▶ Stated task A
Reproduce the passage of the article on De Beers diamond sales that runs from "The sales figures" to "take several years.", keeping every word and mark unchanged.

▶ Article
★ ★ ★ ★ ★
De Beers has announced a decline in rough diamond sales, citing economic difficulties in key markets and seasonal industry trends. 

The company’s fifth sales cycle of the year generated $315 million, a significant decrease from the previous year’s figures and the preceding months of this year.

Sales Figures and Market Conditions

The June sales cycle saw a 31% decrease compared to the same period in 2023. This figure is also 18% lower than the $383 million reported in May and 29% lower than April’s total. Despite efforts to stabilize sales by reducing prices for smaller rough diamonds in the previous cycle, no such price adjustments were made in June. This led to some deferrals and refusals, according to sources within the industry.

De Beers highlighted that the summer months typically experience a lull in rough diamond sales. CEO Al Cook commented, “The northern summer is generally a quieter period for rough-diamond sales, and this was reflected in our cycle 5 sales.” He also noted the mixed signals from different markets, stating, “The recent annual JCK jewelry show in Las Vegas confirmed a resurgence in retailers’ interest in natural diamonds in the US, but ongoing economic growth challenges in China mean we continue to expect a protracted U-shaped recovery in demand.”

Strategic Insights and Future Outlook

The sales figures for June included both the sights held in Botswana from June 10 to 14 and auction sales. The next sight is scheduled for July 22 to 26. De Beers anticipates that market recovery will take several years.

Last month, Anglo American, the parent company of De Beers, announced plans to divest from De Beers. This move is part of Anglo American’s broader objective to create more value within its business operations. Despite offers from BHP to acquire the entire Anglo American business, these proposals have been declined to date.
★ ★ ★ ★ ★
▶ Dataset excerpts
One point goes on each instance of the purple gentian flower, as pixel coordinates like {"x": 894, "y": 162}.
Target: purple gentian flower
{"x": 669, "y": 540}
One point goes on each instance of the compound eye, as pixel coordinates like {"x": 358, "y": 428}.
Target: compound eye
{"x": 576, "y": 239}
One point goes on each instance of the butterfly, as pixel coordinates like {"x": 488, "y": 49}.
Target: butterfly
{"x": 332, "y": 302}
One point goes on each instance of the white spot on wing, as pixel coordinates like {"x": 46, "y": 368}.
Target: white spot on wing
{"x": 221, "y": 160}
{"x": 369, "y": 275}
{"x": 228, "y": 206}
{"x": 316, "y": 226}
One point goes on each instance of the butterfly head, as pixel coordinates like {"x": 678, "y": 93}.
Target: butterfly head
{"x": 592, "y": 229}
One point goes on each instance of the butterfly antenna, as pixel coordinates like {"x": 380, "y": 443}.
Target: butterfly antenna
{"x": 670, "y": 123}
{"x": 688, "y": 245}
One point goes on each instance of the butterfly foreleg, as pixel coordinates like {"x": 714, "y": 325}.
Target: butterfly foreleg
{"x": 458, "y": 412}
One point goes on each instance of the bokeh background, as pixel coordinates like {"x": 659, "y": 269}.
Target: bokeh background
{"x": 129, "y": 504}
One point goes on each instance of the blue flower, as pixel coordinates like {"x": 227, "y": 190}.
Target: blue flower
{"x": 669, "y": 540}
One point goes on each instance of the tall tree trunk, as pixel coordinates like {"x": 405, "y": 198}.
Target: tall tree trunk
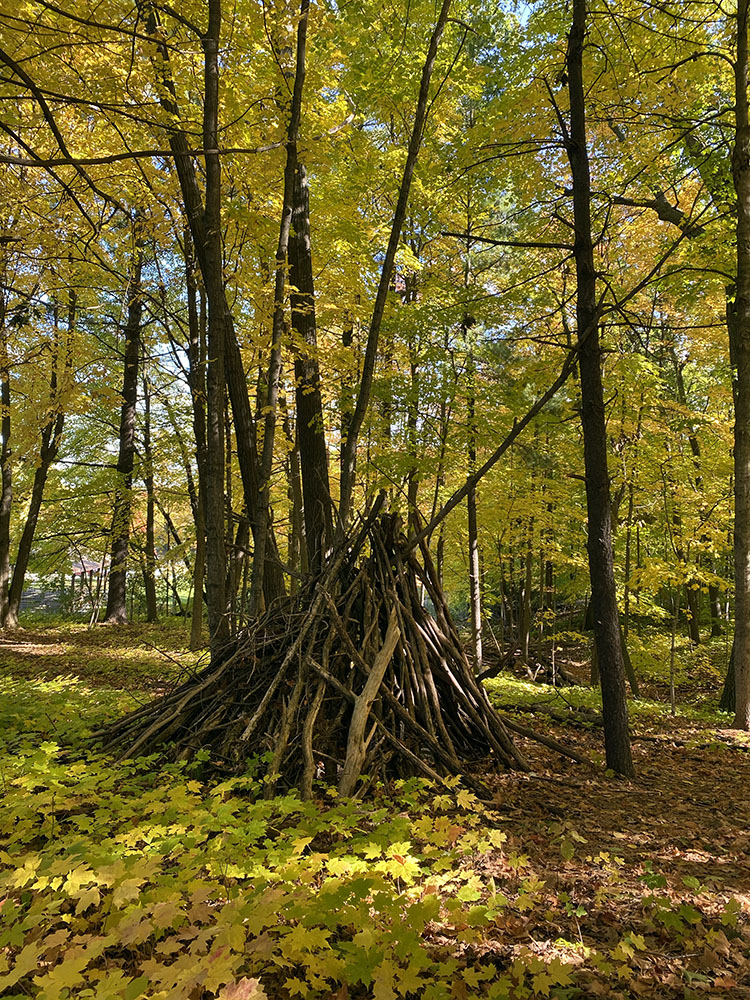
{"x": 313, "y": 453}
{"x": 715, "y": 605}
{"x": 211, "y": 263}
{"x": 6, "y": 472}
{"x": 49, "y": 446}
{"x": 598, "y": 499}
{"x": 524, "y": 609}
{"x": 205, "y": 230}
{"x": 196, "y": 622}
{"x": 349, "y": 450}
{"x": 263, "y": 524}
{"x": 297, "y": 549}
{"x": 741, "y": 352}
{"x": 117, "y": 611}
{"x": 149, "y": 560}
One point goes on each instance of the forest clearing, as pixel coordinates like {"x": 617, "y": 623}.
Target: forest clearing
{"x": 374, "y": 499}
{"x": 131, "y": 879}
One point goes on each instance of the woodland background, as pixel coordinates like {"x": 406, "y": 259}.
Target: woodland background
{"x": 278, "y": 282}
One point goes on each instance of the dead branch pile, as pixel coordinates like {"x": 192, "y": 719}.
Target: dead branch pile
{"x": 353, "y": 676}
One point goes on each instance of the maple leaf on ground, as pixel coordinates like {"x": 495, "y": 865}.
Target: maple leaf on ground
{"x": 243, "y": 989}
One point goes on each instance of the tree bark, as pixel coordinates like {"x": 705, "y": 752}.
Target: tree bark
{"x": 49, "y": 446}
{"x": 274, "y": 365}
{"x": 117, "y": 612}
{"x": 598, "y": 499}
{"x": 6, "y": 471}
{"x": 741, "y": 352}
{"x": 349, "y": 447}
{"x": 149, "y": 560}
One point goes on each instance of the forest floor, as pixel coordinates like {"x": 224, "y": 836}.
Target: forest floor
{"x": 130, "y": 879}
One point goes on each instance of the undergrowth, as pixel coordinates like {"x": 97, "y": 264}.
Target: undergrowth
{"x": 134, "y": 879}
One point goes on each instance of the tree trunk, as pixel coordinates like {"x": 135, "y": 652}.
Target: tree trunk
{"x": 475, "y": 586}
{"x": 197, "y": 383}
{"x": 6, "y": 473}
{"x": 263, "y": 523}
{"x": 149, "y": 560}
{"x": 598, "y": 500}
{"x": 715, "y": 605}
{"x": 117, "y": 611}
{"x": 728, "y": 700}
{"x": 524, "y": 610}
{"x": 741, "y": 352}
{"x": 692, "y": 597}
{"x": 49, "y": 446}
{"x": 309, "y": 405}
{"x": 349, "y": 450}
{"x": 196, "y": 622}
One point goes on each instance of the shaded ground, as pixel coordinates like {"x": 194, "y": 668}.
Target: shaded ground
{"x": 123, "y": 880}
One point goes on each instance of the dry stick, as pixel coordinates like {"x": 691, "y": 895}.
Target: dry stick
{"x": 288, "y": 715}
{"x": 307, "y": 732}
{"x": 274, "y": 685}
{"x": 546, "y": 741}
{"x": 355, "y": 746}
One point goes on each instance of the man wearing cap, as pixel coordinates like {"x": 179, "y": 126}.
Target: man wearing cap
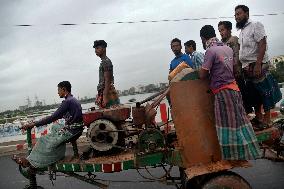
★ ★ ★ ★ ★
▶ Stated task B
Locate each line of the listing above that contains the string "bokeh", and copy those lines out in full, treating uppercase and lowercase letters as different.

▶ Expected output A
The sales figures for June included both the sights held in Botswana from June 10 to 14 and auction sales. The next sight is scheduled for July 22 to 26. De Beers anticipates that market recovery will take several years.

▶ Expected output B
One point goes on each instance of the bokeh background, as pixel coordinates like {"x": 659, "y": 269}.
Target: bokeh background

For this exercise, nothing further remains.